▶ TASK INSTRUCTIONS: Nothing but the lines from the one with "of the window?" to the final line should be returned, each exactly as it appears.

▶ EXTRACTED DATA:

• • •

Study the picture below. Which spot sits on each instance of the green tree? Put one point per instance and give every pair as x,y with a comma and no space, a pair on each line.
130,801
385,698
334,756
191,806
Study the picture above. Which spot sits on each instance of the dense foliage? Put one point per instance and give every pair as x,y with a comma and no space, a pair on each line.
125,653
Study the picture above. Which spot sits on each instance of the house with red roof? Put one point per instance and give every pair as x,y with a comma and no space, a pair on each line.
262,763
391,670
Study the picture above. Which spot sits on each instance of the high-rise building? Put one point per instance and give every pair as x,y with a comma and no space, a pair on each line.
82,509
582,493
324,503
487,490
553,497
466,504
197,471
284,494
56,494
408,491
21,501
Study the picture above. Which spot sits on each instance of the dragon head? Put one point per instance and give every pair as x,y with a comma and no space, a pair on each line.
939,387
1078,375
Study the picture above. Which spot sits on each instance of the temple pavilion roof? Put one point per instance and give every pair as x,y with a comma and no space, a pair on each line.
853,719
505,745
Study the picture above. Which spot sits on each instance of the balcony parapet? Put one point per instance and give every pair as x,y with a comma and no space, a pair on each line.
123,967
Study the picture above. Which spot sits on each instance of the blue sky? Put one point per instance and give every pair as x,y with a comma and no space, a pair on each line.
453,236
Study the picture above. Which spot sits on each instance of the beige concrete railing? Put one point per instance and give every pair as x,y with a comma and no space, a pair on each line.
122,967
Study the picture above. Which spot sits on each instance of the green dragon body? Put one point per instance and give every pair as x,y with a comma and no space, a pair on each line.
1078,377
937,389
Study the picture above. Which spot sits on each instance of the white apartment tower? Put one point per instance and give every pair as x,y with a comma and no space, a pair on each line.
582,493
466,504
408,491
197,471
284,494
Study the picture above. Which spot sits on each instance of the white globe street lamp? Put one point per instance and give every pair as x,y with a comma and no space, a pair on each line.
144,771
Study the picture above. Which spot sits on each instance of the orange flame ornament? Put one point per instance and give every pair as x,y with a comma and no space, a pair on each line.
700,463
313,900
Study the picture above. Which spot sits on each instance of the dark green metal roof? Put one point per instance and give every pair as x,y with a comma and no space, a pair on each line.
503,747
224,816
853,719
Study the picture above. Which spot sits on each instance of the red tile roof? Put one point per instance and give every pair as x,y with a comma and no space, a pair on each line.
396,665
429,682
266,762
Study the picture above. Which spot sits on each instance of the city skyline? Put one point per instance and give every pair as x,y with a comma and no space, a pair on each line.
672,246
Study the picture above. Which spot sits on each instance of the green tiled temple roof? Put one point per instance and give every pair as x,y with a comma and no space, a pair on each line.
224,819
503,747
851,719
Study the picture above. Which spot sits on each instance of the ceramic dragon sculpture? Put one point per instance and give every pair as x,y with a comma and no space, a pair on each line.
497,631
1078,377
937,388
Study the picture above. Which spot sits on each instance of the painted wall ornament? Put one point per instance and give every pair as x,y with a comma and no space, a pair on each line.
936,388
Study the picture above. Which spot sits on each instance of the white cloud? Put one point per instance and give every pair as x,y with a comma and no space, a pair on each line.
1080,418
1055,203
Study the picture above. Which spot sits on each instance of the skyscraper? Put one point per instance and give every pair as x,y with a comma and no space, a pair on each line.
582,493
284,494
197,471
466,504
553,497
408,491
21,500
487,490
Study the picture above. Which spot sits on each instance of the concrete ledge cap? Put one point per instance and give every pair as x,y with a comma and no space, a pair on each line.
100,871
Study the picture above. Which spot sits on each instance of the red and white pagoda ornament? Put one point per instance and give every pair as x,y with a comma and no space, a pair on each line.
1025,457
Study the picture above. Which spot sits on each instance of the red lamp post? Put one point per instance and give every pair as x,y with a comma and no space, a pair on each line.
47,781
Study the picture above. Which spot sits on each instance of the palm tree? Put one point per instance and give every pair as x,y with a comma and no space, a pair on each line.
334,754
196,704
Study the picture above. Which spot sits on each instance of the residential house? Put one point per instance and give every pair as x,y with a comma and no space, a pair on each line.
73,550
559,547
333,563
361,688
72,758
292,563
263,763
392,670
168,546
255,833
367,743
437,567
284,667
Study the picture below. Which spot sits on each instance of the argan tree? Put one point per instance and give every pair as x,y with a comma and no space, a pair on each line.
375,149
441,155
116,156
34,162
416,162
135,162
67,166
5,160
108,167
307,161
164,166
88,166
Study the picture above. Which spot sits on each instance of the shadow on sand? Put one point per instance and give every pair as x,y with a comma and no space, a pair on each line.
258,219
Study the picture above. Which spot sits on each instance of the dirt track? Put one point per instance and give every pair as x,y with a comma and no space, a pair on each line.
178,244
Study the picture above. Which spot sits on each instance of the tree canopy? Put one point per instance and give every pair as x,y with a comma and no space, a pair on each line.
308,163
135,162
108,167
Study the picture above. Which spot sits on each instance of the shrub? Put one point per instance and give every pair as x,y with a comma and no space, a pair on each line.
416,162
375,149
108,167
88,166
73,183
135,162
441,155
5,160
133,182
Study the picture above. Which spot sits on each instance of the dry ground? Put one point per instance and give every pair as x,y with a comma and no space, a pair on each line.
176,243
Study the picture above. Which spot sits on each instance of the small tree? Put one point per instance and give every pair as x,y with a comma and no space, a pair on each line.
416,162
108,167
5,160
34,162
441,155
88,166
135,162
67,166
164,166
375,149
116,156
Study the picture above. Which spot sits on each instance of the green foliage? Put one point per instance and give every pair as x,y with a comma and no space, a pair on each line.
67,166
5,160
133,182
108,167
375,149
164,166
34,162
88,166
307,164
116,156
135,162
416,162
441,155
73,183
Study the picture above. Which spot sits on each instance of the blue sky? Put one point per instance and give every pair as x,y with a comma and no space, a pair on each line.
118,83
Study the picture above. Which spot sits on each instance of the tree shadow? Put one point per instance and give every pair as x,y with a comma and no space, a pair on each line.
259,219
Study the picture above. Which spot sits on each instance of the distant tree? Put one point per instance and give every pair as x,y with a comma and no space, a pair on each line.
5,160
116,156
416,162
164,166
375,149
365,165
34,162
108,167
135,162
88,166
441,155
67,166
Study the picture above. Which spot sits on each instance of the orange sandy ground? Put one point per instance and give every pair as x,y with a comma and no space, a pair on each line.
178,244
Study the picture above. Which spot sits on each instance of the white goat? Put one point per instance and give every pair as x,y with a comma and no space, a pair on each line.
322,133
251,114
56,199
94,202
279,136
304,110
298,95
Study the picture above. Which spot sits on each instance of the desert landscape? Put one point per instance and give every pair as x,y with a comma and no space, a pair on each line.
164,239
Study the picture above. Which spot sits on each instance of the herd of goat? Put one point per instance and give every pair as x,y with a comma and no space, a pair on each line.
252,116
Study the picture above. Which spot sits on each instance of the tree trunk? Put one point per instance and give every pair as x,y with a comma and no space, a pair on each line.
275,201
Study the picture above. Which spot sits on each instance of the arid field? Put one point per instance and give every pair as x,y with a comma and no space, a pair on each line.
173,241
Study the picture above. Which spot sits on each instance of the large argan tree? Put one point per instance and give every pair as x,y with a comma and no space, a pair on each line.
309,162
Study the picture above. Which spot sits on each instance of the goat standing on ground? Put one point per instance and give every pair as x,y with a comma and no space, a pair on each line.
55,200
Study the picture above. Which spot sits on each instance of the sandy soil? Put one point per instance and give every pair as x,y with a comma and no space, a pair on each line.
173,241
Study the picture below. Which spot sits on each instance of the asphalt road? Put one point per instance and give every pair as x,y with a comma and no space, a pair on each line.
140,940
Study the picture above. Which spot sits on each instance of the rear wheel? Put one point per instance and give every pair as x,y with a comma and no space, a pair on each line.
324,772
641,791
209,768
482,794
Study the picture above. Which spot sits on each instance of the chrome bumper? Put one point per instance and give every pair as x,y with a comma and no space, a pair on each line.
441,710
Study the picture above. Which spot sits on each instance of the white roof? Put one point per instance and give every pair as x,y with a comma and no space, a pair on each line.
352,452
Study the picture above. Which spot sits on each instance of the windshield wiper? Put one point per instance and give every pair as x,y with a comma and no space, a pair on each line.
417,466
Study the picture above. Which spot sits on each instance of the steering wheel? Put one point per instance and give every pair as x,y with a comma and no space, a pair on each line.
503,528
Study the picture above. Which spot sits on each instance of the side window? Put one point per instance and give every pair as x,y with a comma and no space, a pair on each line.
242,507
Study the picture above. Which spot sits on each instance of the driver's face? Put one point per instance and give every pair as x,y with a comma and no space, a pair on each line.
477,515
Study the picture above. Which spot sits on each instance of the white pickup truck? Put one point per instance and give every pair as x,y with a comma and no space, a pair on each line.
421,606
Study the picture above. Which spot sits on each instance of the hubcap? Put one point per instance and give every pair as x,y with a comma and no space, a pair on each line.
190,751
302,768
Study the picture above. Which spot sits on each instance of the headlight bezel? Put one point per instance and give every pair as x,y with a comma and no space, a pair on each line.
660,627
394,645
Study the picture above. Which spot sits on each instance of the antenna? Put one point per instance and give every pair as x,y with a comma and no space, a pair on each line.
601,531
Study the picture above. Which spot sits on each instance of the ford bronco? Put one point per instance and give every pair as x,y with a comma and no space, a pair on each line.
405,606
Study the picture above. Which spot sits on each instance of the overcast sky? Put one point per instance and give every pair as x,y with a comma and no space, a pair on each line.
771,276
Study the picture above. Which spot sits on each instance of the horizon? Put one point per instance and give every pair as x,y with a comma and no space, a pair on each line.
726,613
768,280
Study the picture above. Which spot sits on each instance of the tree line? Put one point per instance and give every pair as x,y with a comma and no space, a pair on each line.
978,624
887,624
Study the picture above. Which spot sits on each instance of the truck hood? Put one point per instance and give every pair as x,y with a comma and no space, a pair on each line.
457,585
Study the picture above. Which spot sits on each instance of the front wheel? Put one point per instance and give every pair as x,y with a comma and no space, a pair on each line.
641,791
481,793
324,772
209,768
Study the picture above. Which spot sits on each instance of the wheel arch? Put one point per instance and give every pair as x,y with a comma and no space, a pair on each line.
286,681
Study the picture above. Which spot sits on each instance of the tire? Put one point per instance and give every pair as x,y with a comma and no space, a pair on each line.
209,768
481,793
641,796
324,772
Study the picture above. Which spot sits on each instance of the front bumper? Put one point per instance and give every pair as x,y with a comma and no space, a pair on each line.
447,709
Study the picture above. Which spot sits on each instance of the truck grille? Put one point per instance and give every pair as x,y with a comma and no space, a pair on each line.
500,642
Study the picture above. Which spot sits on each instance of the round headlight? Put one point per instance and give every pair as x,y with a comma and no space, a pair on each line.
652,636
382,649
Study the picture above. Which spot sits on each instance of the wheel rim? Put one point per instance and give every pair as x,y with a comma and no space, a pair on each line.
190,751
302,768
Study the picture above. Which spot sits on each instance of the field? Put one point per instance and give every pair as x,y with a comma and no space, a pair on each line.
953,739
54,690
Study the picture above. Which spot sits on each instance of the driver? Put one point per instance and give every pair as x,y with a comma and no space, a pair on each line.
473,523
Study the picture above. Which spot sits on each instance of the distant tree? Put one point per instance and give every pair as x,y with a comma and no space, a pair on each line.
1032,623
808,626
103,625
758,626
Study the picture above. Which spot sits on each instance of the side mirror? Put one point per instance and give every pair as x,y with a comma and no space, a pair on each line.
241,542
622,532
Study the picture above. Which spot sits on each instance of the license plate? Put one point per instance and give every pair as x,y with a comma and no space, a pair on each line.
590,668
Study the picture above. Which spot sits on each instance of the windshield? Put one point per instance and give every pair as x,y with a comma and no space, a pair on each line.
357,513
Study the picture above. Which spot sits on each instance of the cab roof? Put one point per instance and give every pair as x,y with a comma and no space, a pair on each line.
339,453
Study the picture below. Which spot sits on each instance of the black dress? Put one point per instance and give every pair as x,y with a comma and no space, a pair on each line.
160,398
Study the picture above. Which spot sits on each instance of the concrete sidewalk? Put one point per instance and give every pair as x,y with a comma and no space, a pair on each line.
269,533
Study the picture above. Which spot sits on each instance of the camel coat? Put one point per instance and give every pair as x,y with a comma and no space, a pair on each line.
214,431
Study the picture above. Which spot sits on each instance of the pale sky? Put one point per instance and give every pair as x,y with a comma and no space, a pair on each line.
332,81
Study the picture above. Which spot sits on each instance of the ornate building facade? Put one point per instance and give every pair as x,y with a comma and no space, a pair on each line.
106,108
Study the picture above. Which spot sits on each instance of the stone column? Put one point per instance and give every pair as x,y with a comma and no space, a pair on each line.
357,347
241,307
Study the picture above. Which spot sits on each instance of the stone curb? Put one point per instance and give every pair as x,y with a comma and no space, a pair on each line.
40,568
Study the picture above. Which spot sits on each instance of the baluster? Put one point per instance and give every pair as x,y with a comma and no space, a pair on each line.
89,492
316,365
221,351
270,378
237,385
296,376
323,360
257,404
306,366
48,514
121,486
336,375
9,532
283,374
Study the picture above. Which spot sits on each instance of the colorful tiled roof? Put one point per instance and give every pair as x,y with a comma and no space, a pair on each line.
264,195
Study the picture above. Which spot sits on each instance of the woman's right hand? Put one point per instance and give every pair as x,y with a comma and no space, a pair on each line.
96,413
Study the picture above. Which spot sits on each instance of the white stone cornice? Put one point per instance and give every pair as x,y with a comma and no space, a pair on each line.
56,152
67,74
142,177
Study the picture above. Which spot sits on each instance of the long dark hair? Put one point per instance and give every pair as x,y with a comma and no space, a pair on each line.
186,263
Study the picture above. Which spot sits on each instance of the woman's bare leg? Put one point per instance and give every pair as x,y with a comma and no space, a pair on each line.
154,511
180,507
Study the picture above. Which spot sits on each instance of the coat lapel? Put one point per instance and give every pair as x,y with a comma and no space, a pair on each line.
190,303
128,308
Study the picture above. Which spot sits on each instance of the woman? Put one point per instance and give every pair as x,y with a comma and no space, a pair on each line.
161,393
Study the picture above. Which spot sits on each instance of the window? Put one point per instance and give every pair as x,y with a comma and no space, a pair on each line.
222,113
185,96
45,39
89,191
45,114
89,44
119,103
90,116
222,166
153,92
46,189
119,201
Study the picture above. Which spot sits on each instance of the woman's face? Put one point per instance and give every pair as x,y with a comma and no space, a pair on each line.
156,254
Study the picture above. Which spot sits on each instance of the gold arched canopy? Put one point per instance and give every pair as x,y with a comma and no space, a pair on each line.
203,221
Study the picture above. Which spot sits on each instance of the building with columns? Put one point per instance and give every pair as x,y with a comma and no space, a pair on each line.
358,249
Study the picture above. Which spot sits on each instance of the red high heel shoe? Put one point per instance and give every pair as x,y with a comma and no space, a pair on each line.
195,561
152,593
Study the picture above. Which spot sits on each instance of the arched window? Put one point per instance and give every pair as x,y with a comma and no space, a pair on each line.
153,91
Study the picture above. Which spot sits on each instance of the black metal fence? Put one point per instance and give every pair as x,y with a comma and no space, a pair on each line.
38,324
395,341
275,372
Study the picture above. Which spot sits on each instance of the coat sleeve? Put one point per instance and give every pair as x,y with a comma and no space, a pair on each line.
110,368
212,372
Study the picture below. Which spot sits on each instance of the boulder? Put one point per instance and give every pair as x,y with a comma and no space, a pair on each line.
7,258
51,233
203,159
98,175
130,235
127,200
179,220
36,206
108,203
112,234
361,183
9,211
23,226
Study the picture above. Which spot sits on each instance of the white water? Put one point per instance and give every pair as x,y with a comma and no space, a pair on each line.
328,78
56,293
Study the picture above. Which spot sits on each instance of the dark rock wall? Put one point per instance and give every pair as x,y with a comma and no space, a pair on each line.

• • •

▶ TASK SOLUTION:
Study the picture above. Which spot sits on each instance of the window? Put one point per instance and give every pair as x,y with a comma and no space, a pair on each line.
222,113
185,96
45,39
89,191
45,114
89,44
119,103
90,116
222,166
153,92
46,189
119,201
Study the picture above. Which spot sits on each instance of the woman's face? Put one point per instance and give every pair as x,y with a comma and no space, a pair on each line.
156,254
Study the picture above. Which spot sits on each instance of the gold arched canopy? Put one point per instance and give every pair as x,y with a comma and no space, a pair on each line.
203,221
Study the picture above. Which spot sits on each instance of the building with columns? Put one point per instance and give every pair as x,y with a comma and no space, a pair on each line.
358,249
Study the picture above. Which spot sits on each instance of the red high heel shoe? Put one point per instance and give every pair as x,y with a comma and no space, a pair on each line.
195,561
152,593
Study the picture above. Which spot sits on each instance of the arched window? Put one point per instance and give every pair as x,y with a comma and no space, a pair on each line.
153,91
Study the picture above. Which spot sits on each instance of the black metal fence? Put one point per instance and give every pair as x,y with a comma and no space, a pair on each line.
38,324
395,341
275,372
Study the picture above. Which spot sits on each instance of the coat sleeve? Put one point per instance and give every pair as x,y with a comma and no space, a pair on each line.
110,368
212,372
Study the picture below. Which spot sits on each instance of the boulder? Put one point per instance and give every pair as x,y with a comma and no space, a pair on each line.
7,258
51,233
203,159
98,175
130,235
127,200
179,220
36,206
108,203
112,234
361,183
9,211
23,226
Study the picture above. Which spot sits on each instance of the white water? Put one point per instance and give every pair as x,y with a comma and no space, a pair on each line.
328,78
56,293
Study the picture above. Which spot sits on each instance of the dark rock wall? Put one point per instance and give every pair as x,y with a comma and no space, a pair on each line.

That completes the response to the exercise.